REQUIRED WORK: Rewrite the entire listing below as a numbered list, leaving out any blank lines.

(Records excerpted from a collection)
· · · · · · ·

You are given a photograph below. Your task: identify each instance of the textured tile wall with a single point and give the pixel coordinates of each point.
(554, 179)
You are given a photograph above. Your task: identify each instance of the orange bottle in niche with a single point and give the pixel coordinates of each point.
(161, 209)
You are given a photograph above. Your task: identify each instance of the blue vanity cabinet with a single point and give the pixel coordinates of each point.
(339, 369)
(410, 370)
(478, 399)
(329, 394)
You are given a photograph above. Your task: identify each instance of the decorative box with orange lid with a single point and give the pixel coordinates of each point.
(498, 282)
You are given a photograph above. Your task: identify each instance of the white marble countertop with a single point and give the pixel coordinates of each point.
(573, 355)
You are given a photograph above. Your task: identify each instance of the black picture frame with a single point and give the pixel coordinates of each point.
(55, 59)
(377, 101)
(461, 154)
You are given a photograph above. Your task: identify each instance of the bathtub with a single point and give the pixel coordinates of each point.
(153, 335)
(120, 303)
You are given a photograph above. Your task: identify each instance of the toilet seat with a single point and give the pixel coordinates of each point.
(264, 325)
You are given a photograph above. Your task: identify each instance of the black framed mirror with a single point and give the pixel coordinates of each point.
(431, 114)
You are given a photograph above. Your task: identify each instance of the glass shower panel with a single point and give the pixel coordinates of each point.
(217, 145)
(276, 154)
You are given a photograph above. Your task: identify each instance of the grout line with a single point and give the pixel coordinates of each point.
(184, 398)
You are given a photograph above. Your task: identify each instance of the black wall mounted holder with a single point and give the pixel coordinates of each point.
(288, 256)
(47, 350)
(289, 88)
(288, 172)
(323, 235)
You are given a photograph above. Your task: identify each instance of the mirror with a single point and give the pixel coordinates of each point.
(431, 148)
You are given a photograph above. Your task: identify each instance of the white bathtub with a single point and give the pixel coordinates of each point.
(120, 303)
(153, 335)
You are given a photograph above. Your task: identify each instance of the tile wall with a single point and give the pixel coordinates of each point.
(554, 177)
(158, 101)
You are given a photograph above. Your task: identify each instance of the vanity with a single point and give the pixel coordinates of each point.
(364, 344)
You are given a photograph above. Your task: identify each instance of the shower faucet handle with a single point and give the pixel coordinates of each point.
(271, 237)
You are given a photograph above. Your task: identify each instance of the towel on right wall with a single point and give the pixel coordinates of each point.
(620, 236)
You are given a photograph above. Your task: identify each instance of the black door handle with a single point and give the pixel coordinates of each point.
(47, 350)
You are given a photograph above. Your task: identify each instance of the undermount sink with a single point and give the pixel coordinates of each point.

· · · · · · ·

EXERCISE ANSWER:
1. You are given a photograph below. Your task: identify each instance of the textured tile wall with a single point and give the pixel coordinates of each point.
2. (554, 179)
3. You are given a photograph above. Your task: identify each instance of the orange bottle in niche with a single point and give the pixel coordinates of each point.
4. (161, 209)
5. You are given a photograph above. Your task: identify each instance of the blue vanity cabinet with a single point and give the pixel coordinates of each point.
6. (339, 369)
7. (410, 370)
8. (478, 399)
9. (329, 394)
10. You are given a photograph above. Your task: identify each instance of the decorative box with orange lid with a single point and give the pixel coordinates of each point.
11. (498, 282)
12. You are given a photograph above. Your task: identify each instance of the white marble countertop with a single point and give the pixel coordinates of each point.
13. (573, 355)
14. You are given a photograph above. Your task: identify each instance of the black picture frame with a single point and give the pixel coordinates of each point.
15. (55, 59)
16. (377, 101)
17. (461, 154)
18. You are given a photograph above. Your task: identify each instance of the bathtub with a single point and give the pixel coordinates of each point.
19. (153, 335)
20. (120, 303)
21. You are given a photograph above. Your task: identify each instance of the toilet seat with a single point and give the pixel coordinates of each point.
22. (264, 325)
23. You are given a photograph above. Your task: identify each instance of the black framed mirror with a single point and give the pixel coordinates of each point.
24. (431, 114)
25. You are given a photograph above. Your task: identify each instance of the glass shower panel with a single point and give the pixel coordinates of each point.
26. (217, 145)
27. (276, 154)
28. You are given a photograph above. Your task: identify each instance of the grout line with a single point and give the pixel coordinates of each point.
29. (184, 398)
30. You are given a photograph above. Your task: identify each instance of the black wall mounted holder with a single point and give the pixel coordinates of each point.
31. (288, 256)
32. (47, 350)
33. (289, 88)
34. (288, 172)
35. (323, 235)
36. You are given a photograph above. Your task: identify each instance of the mirror with a single point and give the pixel coordinates of each point.
37. (431, 148)
38. You are given a photograph above. Your task: identify each instance of the white bathtub with a single point and give the pixel coordinates of each point.
39. (120, 303)
40. (153, 335)
41. You are given a photograph above. Your task: identify each instance of the tile wall with a single point and give the pixel coordinates of each point.
42. (554, 177)
43. (158, 101)
44. You are given a photograph above. Your task: identify each instance of the vanity with a single point and give the pixel coordinates of each point.
45. (364, 344)
46. You are given a photograph above. Your task: identify each instance of the shower faucet handle with a single point and give the pixel coordinates of each point.
47. (271, 237)
48. You are given a photograph above. Your task: identify each instance of the towel on right wall with a single point and give the pixel coordinates of each point.
49. (620, 236)
50. You are given a photograph above. Your task: identify each instance of the black door handle with a single point and give the pixel coordinates of each point.
51. (47, 350)
52. You are given a photograph above. Your task: identify each instance of the undermount sink with a single point and give the pixel coordinates of each point.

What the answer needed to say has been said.